What you are asked to do
Work out how many lines in the data that follows contain "phrase". Write nothing but the number.

━━━ Data for processing

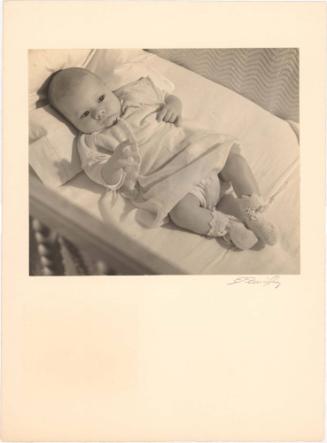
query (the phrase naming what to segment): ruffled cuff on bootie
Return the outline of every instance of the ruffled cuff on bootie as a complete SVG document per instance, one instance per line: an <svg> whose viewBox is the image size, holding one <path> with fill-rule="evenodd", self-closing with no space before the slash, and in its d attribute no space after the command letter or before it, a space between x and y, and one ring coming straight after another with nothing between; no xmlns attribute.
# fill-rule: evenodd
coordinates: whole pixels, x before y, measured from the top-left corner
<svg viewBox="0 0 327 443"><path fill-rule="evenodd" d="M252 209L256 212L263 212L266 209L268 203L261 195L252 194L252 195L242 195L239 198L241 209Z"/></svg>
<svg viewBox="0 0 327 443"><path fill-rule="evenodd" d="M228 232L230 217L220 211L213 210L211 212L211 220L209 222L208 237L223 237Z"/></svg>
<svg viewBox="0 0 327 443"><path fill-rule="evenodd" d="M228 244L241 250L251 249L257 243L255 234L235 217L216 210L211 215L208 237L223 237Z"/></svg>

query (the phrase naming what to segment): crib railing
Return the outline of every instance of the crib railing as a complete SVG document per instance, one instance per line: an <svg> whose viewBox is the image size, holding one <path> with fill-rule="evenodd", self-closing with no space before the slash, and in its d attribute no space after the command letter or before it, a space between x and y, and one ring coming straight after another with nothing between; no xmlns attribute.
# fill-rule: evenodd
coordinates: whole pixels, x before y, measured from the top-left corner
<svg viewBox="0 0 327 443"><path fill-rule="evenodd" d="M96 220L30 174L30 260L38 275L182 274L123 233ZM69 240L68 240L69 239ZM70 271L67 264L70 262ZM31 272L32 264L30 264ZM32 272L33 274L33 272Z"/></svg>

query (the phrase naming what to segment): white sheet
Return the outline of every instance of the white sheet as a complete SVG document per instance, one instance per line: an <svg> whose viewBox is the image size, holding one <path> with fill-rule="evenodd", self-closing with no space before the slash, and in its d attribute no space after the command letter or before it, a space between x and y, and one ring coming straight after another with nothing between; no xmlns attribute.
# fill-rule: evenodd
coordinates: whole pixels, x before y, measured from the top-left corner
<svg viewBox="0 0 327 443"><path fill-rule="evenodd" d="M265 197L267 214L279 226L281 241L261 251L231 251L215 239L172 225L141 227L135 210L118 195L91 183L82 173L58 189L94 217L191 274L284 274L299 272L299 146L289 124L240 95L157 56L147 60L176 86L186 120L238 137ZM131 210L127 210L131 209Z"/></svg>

━━━━━━
━━━ Data for processing

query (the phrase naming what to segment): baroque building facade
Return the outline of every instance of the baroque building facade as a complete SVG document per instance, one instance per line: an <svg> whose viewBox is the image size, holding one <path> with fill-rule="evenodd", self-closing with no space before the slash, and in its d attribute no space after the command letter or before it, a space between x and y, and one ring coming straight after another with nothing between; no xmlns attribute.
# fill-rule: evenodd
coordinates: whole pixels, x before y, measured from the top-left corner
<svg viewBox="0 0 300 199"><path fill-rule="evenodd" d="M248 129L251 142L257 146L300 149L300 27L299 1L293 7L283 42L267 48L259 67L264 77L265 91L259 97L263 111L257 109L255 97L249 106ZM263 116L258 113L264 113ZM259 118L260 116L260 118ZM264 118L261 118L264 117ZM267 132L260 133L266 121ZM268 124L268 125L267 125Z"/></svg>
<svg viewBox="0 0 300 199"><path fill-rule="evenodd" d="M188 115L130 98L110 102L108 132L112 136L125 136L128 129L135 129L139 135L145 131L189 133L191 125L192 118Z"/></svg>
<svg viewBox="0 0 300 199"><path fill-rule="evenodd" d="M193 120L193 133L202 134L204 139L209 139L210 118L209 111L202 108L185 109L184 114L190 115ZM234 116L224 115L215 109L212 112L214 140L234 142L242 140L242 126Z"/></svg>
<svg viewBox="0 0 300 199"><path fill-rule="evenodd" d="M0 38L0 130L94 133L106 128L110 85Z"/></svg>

━━━━━━
━━━ Data for processing

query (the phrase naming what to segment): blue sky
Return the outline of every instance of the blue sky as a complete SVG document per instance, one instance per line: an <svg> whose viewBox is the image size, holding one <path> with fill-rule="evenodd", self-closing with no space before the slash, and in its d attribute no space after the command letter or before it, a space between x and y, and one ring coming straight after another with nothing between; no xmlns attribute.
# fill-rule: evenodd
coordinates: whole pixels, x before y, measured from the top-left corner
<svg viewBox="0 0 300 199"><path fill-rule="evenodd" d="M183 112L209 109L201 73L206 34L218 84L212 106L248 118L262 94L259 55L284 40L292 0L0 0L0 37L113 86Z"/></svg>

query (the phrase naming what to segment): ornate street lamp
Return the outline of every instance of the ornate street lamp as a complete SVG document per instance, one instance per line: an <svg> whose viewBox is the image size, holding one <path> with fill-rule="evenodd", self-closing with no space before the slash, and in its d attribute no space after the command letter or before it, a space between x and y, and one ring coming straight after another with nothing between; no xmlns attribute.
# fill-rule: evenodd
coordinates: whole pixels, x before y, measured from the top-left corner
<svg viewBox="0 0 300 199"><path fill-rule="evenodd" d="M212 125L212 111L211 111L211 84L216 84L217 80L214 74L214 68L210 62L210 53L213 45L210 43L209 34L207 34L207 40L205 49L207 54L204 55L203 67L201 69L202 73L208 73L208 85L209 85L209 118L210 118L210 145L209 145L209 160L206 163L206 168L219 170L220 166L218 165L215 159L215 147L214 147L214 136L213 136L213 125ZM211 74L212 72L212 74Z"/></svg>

━━━━━━

Output of the task
6